* **Your goal**
Rename "side mirror" to "wing mirror" in the lines starting with the one that contains "Point to every instance of the car" and going on through the end of the entries, and write out only those lines with nothing else changed.

Image object location entries:
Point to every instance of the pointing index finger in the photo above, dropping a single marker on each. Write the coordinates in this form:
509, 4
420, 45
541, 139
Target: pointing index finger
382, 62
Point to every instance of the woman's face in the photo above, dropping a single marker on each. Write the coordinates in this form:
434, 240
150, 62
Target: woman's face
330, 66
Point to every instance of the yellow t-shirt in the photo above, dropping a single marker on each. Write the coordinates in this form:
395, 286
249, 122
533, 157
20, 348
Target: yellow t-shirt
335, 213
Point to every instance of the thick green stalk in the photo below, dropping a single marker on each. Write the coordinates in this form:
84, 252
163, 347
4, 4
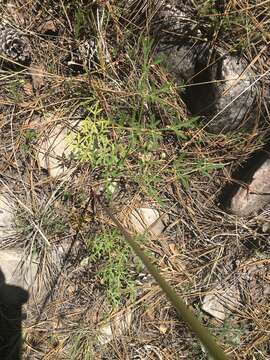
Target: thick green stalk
202, 333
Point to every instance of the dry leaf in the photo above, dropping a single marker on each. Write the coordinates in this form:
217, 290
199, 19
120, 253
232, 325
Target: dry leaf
48, 27
28, 89
37, 73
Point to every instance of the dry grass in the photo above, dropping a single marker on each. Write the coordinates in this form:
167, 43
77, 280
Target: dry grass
200, 239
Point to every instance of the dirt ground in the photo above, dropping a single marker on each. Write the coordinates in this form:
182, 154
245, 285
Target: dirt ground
93, 74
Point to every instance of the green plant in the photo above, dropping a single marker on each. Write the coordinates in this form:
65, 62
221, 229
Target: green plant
113, 259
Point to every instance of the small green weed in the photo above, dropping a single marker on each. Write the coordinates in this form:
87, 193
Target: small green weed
114, 261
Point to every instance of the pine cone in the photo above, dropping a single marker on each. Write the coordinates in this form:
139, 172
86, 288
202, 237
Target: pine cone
14, 45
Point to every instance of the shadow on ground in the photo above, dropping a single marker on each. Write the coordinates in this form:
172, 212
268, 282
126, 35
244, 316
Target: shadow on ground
11, 300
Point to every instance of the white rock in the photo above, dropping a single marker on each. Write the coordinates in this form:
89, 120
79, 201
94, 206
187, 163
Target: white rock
255, 195
117, 327
221, 301
146, 219
16, 271
220, 86
6, 217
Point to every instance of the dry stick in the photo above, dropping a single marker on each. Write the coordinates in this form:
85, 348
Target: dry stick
202, 333
67, 255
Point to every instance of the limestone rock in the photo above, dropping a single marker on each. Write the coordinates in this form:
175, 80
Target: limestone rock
146, 220
221, 301
117, 327
17, 272
6, 217
254, 195
218, 86
248, 286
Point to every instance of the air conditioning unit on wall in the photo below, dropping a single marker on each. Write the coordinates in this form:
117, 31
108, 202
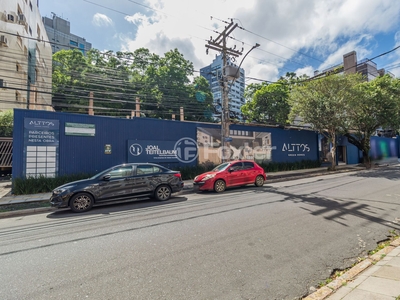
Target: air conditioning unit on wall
22, 19
3, 84
10, 18
3, 41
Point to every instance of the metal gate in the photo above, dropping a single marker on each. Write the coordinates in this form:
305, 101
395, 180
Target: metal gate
5, 152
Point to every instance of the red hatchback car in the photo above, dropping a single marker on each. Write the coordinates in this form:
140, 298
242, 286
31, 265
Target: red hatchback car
229, 174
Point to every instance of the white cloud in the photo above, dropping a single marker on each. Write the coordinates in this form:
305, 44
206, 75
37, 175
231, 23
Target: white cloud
323, 30
101, 20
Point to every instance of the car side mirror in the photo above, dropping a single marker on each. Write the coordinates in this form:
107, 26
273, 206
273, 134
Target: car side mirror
106, 177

* **The completed task**
Point to every instance of the car wing mirror in the photo above, dropping a single marker on each. Write the coordinates in this form:
107, 26
273, 206
273, 134
Target: car wing mirror
106, 177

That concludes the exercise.